#### Task brief:
Pick out each line in the entries below that contains the word "patch", and copy those lines.

(Rows taken from a pointing dataset)
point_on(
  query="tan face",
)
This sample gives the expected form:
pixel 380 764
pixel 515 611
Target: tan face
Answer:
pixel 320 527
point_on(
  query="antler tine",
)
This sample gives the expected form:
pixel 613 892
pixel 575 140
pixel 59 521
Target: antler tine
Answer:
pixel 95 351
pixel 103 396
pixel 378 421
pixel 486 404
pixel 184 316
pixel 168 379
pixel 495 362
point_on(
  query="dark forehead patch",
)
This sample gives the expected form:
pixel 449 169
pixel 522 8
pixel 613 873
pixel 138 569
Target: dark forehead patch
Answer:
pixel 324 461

==

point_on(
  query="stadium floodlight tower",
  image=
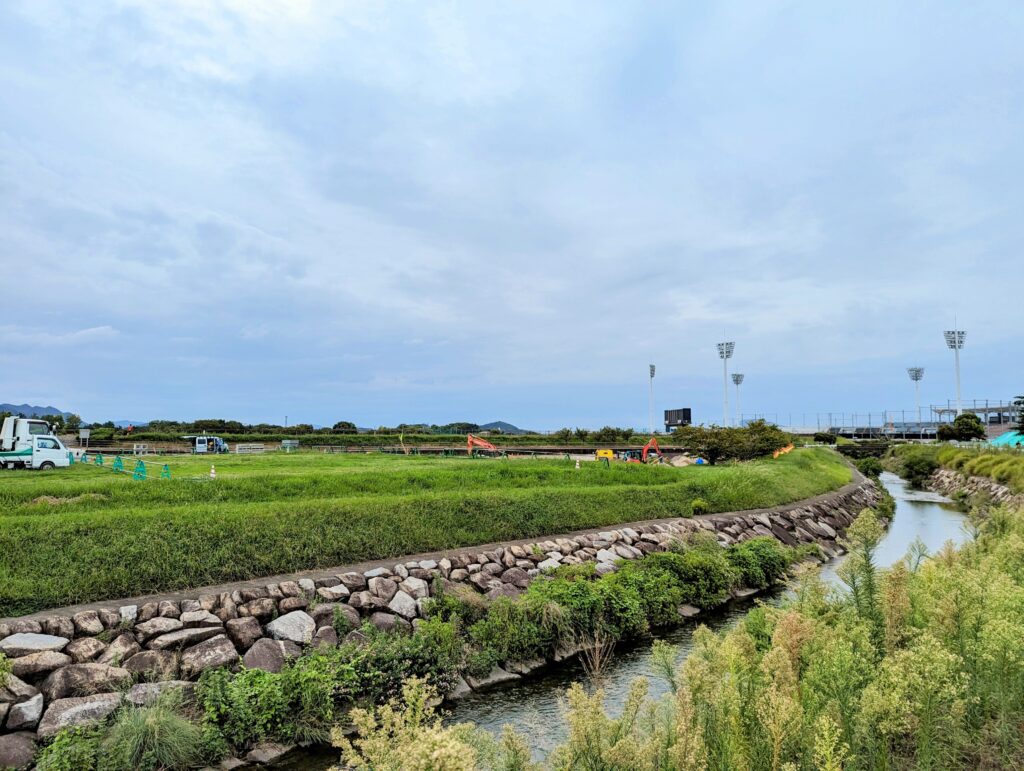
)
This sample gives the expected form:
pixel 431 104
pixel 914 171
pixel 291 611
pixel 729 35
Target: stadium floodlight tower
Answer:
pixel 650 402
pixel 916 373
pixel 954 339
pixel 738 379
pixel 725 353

#### Response for this exercise:
  query="dark forehead patch",
Target: dark forehead patch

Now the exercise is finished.